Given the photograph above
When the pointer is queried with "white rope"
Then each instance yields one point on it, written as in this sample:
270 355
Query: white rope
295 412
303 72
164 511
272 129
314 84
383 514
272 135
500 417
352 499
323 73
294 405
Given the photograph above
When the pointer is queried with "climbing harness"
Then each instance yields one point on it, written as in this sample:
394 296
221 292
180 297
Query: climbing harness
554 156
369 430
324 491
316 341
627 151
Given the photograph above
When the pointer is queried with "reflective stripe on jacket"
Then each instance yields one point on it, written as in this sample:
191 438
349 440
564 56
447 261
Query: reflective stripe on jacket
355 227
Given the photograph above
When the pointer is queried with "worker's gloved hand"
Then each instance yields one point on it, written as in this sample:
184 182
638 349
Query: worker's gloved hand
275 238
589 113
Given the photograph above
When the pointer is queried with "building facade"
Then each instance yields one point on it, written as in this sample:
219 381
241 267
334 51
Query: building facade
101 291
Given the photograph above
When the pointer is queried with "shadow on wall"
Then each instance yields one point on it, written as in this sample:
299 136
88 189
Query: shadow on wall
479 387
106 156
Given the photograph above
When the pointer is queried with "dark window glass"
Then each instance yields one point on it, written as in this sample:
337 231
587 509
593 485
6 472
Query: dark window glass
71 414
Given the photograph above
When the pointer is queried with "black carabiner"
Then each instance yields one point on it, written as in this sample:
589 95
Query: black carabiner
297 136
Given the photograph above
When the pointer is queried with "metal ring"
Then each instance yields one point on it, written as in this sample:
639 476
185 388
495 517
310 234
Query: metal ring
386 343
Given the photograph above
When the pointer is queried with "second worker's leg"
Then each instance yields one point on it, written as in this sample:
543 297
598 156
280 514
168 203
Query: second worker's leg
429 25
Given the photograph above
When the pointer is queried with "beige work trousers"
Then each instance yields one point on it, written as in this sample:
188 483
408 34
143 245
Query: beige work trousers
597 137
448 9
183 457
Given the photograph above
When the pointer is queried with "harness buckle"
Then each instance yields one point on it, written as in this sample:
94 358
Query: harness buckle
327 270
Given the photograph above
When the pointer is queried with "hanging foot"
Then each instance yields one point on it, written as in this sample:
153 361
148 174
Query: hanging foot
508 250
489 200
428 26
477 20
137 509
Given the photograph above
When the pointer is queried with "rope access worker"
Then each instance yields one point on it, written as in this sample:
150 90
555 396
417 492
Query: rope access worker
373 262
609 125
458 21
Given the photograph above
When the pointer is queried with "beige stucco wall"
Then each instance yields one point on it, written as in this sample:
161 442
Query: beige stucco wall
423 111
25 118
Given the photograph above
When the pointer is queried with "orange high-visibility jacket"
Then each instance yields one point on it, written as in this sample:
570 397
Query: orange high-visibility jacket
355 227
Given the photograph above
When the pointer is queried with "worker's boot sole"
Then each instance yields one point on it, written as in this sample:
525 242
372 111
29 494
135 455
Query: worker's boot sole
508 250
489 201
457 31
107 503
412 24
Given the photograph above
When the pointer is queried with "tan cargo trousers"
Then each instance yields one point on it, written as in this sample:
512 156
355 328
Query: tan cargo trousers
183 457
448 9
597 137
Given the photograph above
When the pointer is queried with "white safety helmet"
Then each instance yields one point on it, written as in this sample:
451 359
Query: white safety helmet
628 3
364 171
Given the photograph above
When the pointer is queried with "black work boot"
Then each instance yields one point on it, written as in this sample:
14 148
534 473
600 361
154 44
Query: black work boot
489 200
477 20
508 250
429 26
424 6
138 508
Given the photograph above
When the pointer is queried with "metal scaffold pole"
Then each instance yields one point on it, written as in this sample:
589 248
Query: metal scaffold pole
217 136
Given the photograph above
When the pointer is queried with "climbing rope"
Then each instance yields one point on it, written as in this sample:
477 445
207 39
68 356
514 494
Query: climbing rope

-*-

• **What to do**:
Identify each line in the rows above that contains the word "gloved", and copy those lines.

• **Expected output**:
When the pointer is queried with "worker's gloved hand"
Query: worker's gloved hand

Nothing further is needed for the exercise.